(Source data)
BEGIN

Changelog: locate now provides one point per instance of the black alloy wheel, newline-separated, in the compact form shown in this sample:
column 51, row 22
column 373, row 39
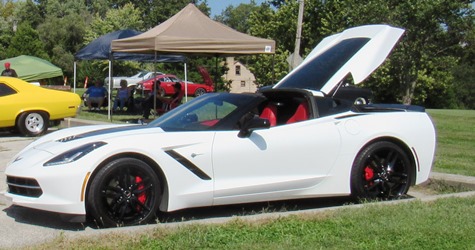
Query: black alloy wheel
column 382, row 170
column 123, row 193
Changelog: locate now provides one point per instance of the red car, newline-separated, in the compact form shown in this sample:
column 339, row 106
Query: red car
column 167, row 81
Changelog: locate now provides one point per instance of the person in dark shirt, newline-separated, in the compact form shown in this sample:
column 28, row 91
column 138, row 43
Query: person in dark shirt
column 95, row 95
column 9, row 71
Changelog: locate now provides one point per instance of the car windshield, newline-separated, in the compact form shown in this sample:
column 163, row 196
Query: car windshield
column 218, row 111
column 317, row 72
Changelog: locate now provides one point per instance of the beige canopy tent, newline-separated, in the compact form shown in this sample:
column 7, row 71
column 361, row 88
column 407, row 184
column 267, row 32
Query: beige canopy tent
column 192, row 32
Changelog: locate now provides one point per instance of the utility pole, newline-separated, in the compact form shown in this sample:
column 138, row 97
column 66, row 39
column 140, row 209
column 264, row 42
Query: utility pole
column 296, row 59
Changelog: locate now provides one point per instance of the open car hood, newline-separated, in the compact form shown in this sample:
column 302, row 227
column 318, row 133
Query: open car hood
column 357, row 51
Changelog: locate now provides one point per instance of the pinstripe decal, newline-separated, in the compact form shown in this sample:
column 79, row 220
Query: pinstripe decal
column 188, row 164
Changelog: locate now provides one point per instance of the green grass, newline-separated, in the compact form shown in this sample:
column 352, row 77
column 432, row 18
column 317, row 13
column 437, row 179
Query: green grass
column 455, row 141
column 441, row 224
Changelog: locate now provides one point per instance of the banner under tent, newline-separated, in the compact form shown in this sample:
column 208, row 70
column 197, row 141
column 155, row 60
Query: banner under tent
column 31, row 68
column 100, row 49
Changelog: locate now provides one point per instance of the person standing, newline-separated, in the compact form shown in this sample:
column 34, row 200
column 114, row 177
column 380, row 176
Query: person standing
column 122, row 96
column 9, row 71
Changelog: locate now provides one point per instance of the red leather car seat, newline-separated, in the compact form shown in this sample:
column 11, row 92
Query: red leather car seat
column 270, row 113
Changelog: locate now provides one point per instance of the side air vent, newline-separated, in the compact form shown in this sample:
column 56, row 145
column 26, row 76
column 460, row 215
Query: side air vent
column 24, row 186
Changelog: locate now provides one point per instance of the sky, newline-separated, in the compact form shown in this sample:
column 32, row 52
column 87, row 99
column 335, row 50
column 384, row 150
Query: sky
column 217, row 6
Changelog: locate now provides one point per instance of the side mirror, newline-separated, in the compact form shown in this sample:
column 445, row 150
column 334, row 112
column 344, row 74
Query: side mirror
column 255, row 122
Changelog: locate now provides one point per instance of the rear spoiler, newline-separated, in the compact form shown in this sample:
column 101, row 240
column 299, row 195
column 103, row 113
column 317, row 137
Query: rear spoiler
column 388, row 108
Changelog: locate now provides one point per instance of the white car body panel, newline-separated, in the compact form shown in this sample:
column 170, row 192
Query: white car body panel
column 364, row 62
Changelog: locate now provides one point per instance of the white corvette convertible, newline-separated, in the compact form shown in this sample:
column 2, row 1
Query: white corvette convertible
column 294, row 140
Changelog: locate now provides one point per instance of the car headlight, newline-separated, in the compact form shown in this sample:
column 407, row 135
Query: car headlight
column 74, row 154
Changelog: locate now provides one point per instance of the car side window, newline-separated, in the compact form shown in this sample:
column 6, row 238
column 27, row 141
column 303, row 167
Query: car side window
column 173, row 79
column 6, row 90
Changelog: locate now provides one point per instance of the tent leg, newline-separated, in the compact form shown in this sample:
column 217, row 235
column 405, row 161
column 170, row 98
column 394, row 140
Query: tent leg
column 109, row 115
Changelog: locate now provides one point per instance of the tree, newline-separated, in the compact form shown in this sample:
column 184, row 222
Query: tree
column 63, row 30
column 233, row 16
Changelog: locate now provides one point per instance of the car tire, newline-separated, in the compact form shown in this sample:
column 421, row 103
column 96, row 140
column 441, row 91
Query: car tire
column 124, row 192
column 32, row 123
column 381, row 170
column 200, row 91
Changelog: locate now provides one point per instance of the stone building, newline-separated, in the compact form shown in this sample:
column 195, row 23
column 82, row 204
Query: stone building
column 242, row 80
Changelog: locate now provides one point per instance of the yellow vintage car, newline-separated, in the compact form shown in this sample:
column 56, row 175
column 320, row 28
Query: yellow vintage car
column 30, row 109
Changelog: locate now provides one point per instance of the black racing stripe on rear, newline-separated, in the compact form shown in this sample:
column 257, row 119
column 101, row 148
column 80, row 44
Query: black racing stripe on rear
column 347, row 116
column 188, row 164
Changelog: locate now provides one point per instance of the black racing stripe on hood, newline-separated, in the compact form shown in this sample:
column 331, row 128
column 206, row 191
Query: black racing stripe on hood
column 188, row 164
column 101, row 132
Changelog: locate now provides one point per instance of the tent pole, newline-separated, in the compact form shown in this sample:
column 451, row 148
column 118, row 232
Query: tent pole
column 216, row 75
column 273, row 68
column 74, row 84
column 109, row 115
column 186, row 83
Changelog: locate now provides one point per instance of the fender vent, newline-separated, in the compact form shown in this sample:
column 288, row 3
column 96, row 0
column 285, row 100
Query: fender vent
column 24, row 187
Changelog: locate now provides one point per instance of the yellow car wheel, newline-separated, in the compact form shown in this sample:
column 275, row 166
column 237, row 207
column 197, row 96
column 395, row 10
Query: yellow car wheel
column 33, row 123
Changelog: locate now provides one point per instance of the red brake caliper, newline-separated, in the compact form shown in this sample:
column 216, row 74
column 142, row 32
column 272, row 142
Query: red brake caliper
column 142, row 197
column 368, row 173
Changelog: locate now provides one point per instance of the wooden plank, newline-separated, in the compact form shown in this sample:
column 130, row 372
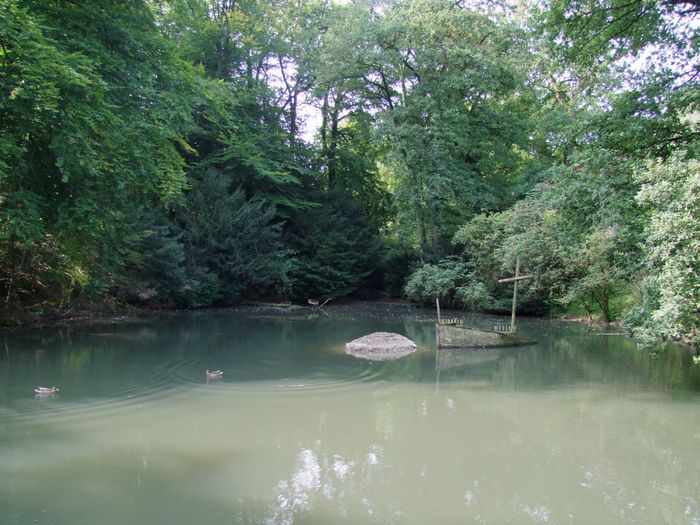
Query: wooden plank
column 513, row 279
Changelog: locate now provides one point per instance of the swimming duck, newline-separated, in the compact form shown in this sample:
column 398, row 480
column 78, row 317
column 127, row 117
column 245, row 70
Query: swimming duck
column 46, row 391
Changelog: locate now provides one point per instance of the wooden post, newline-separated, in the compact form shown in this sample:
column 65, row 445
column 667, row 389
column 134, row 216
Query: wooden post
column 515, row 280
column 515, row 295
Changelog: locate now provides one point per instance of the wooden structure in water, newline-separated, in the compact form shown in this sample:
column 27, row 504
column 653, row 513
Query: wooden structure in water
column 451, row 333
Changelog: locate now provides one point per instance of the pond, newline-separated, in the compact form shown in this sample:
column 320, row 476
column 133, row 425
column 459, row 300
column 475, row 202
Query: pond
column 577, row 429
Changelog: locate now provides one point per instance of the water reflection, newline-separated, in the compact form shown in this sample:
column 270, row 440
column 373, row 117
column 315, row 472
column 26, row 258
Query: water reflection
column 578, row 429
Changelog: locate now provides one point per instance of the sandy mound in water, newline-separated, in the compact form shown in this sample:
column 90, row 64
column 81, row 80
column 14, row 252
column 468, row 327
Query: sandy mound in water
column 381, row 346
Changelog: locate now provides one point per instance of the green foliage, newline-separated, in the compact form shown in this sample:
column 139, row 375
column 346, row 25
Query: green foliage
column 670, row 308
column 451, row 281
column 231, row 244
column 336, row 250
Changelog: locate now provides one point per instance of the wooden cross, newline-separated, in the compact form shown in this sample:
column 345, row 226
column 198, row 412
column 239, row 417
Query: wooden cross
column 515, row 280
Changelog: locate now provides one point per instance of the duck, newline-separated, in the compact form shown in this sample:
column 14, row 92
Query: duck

END
BEGIN

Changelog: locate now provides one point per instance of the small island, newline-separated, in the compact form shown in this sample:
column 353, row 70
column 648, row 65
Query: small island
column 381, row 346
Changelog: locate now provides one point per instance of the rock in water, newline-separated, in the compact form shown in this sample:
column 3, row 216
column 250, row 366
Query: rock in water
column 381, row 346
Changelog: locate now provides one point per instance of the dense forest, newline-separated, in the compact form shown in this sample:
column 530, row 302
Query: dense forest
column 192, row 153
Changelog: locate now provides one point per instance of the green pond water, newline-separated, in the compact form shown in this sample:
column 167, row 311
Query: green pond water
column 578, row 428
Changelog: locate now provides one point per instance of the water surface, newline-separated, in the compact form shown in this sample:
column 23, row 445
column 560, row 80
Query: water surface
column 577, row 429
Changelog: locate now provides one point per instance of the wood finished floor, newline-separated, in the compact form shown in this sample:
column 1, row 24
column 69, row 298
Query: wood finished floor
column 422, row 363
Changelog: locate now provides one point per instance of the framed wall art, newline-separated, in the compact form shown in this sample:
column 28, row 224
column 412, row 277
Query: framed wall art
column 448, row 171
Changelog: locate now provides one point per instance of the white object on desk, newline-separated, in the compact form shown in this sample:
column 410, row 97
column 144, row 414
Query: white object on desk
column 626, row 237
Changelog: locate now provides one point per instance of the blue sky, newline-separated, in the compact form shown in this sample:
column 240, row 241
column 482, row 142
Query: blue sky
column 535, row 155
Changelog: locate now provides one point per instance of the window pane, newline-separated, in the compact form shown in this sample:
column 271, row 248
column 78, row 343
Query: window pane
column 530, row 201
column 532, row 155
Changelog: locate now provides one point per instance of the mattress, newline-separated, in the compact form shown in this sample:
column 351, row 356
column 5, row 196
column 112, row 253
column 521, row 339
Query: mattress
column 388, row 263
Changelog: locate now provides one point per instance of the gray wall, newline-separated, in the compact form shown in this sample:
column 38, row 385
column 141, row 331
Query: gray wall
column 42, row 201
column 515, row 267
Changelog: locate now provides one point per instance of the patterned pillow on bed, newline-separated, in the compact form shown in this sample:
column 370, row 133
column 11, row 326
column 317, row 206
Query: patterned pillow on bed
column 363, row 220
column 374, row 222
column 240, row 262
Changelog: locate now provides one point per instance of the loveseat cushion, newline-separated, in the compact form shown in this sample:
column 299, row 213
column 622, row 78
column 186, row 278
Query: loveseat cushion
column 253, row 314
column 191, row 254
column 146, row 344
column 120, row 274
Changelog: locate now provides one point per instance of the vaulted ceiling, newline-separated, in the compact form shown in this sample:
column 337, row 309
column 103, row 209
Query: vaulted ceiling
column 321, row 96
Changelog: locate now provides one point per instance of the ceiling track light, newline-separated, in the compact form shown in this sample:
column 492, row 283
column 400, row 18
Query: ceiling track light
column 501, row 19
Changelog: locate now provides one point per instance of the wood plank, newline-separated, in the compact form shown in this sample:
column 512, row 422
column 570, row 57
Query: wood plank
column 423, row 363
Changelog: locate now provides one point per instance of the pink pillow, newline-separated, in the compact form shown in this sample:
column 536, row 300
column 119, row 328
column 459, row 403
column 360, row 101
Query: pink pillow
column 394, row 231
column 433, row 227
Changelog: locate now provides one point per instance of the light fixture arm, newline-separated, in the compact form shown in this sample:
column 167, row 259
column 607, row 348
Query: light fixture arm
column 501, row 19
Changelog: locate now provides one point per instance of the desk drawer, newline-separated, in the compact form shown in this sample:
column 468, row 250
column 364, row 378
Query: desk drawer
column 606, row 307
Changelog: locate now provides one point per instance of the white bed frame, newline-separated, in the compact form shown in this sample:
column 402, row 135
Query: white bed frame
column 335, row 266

END

__Description of the task__: Reproduce exactly the entries above, limited to the lines from the one with "column 141, row 331" through the one with "column 370, row 133", both included.

__Response area__:
column 141, row 331
Query: gray wall
column 42, row 201
column 515, row 267
Changelog: locate now provides one point per instance of the patterned pillow on bed, newline-separated, in the compact form shown in this sample:
column 370, row 133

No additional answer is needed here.